He would suffer a third injury, this time in December, 2002, in a training accident, snapping the surgically repaired leg in the middle and was put in a cast for six months. The leg didn’t heal properly, so the doctor who did the surgery told Gale he could walk with a cane for the rest of his life or choose to have the leg re-broken and casted again.
Gale went back to the doctor who did the first surgery for a second opinion. He did X-rays and gave Gale the same options, but presented a third one which would be re-breaking the leg and placing it in the same apparatus that had been used in the first surgery.
Gale chose the latter option – “it was a no-brainer for me” – and the leg healed properly.
But the injuries had taken a toll. Between the years 2000-2006, Gale had a sum total of slightly more than 1,000 drives. He drove that many in a year when healthy, and between 1983-1986 he drove in more than 2,000 races three times.
During his career, he had a chance to race against his son, Jason, who drove for awhile.
“It was all right, I guess,” he says with a laugh. “I think the first race I ever raced against him he parked me to the half.”
On April 25, 1997 at Windsor, the track he once dominated, Gale drove for the final time.
“I wasn’t getting many drives at that point, so it wasn’t a real big decision to quit driving,” he says. “The writing was on the wall. All of a sudden instead of driving six or seven a night, you’re driving two or three. That’s the nature of the business. The young guys coming up push the old guys out.
“It changed my lifestyle. I had disability insurance for the first accident, but you can’t have two claims within two years. I had no insurance for about two or three years after that.”
He trained some horses after retiring, mostly homebreds that he and his wife, Janice, owned, but didn’t have any luck.
“They were always within an inch of the ones that made all the money,” he says. “The last one I had, a filly called Tanned For Life, I thought she was really good, but she just had horrible luck. She was just so close so many times. Finally, we ended up selling her and thought ‘the hell with it.”‘
He and Janice moved from Windsor to their current home to be closer to their children and grandchildren. Gale is living relatively physically comfortably now and life for the most part is good.

#### [Data shown]

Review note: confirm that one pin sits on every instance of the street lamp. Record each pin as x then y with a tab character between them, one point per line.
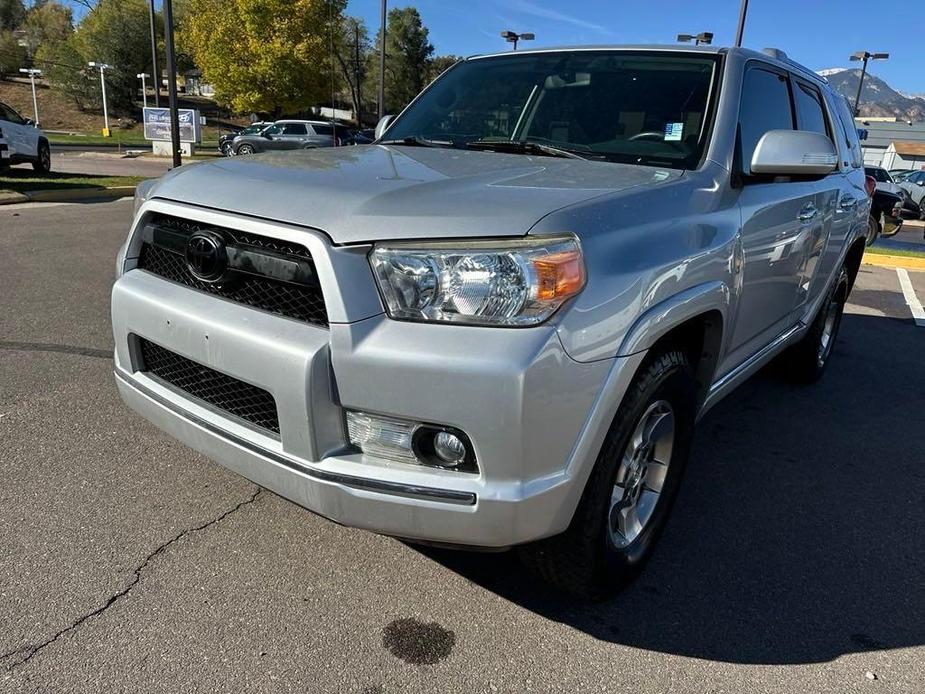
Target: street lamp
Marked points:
704	37
32	72
144	91
103	67
865	56
513	37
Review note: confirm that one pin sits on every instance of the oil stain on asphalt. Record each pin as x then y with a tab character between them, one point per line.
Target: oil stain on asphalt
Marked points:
416	642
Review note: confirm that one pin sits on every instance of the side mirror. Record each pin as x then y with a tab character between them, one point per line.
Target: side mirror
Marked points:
794	153
382	125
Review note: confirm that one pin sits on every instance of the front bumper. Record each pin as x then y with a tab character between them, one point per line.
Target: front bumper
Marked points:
535	417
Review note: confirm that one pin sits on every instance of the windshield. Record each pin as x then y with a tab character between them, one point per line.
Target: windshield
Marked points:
644	108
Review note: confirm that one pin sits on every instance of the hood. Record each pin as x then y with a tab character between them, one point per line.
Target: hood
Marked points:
377	192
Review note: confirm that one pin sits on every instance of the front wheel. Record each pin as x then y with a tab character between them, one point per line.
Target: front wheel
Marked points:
631	489
42	163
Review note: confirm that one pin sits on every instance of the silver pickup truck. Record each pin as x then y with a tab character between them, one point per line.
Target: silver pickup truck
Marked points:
498	325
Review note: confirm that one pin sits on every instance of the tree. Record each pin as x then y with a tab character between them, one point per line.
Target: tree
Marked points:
351	48
264	55
47	22
12	14
12	55
408	52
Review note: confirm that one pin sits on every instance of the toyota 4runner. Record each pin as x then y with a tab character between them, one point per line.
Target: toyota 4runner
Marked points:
498	325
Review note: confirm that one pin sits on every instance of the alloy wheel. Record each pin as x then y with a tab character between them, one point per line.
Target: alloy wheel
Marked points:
641	474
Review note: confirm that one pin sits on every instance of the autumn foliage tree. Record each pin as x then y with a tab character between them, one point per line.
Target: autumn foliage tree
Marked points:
264	55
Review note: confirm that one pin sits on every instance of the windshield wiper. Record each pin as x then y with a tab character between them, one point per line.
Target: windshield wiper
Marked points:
417	141
524	147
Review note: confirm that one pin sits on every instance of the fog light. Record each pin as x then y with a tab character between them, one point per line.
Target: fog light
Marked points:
414	443
449	448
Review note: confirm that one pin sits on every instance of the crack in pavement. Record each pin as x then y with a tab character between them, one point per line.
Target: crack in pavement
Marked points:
31	651
52	347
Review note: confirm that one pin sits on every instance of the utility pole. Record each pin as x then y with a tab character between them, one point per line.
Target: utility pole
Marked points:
157	75
32	72
144	91
704	37
103	67
172	83
382	20
865	56
357	76
740	31
513	37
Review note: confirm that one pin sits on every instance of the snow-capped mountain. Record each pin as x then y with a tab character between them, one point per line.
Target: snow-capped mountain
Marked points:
878	99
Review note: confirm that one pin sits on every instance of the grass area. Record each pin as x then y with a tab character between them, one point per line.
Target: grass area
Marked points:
126	138
22	181
904	252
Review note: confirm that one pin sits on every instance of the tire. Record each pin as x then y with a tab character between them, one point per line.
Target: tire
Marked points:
805	361
596	556
873	229
42	163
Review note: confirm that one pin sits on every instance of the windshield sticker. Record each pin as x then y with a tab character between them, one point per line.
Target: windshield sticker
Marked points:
673	131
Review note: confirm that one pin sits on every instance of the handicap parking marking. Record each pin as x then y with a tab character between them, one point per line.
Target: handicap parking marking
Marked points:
918	313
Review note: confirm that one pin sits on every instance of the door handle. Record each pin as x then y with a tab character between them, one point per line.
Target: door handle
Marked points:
807	212
848	203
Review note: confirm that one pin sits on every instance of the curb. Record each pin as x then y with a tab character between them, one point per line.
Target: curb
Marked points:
72	195
902	261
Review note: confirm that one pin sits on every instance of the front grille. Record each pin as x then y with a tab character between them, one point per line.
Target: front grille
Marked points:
299	297
250	403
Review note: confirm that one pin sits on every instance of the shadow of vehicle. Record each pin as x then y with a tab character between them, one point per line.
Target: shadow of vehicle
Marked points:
799	532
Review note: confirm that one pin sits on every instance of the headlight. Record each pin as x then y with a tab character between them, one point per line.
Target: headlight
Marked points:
142	191
515	283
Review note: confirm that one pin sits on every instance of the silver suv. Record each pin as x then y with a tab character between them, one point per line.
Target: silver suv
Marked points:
285	134
500	325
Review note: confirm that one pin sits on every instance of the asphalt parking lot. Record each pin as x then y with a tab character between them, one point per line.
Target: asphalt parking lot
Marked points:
794	560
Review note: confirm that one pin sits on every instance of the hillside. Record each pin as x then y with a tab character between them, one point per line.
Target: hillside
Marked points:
878	99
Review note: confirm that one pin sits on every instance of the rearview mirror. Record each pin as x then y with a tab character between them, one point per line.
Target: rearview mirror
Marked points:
382	125
794	153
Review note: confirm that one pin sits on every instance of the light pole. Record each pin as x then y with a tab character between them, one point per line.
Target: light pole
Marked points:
382	20
32	72
144	91
740	31
172	82
103	67
157	75
865	56
704	37
513	37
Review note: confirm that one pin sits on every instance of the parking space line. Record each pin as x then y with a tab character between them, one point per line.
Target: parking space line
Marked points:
918	313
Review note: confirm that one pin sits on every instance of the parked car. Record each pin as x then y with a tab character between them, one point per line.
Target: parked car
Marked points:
499	326
25	140
886	215
224	141
286	134
914	184
885	182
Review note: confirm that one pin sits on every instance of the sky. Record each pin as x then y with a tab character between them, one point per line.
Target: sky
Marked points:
817	33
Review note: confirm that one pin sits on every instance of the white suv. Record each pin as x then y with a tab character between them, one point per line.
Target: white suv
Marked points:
25	141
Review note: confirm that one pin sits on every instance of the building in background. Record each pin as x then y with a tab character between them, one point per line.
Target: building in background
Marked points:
888	137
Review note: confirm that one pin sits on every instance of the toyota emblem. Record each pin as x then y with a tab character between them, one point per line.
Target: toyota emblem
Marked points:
206	257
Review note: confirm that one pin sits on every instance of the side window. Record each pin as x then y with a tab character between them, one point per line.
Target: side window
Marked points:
810	114
849	131
765	106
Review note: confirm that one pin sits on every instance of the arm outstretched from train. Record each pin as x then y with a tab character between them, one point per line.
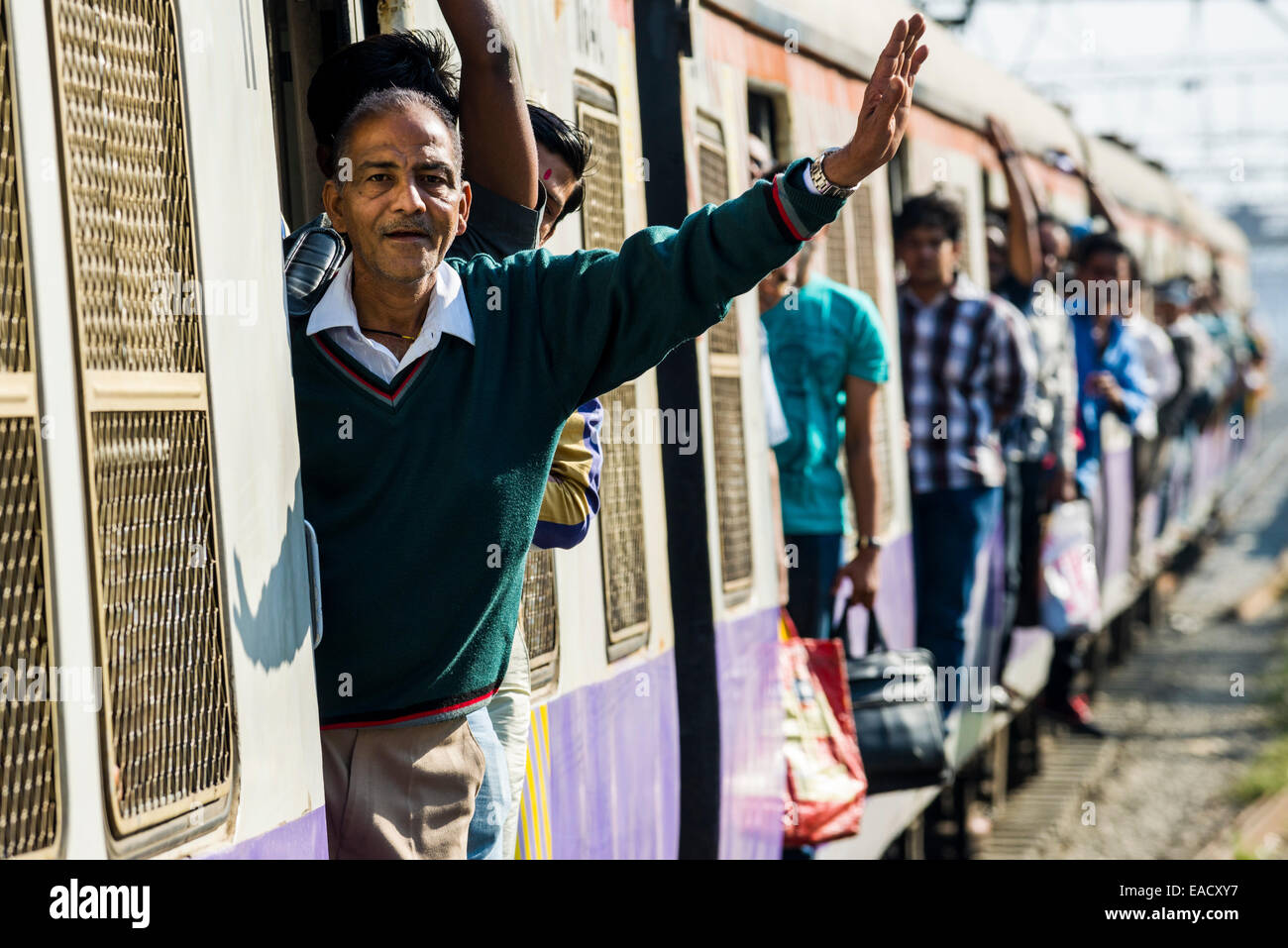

#### [What the task requires]
From the text about Gale's racing career, extract the passage starting at "During his career, he" and ending at "the final time.". Disregard the items; they aren't needed.

#### [Result of this exercise]
During his career, he had a chance to race against his son, Jason, who drove for awhile.
“It was all right, I guess,” he says with a laugh. “I think the first race I ever raced against him he parked me to the half.”
On April 25, 1997 at Windsor, the track he once dominated, Gale drove for the final time.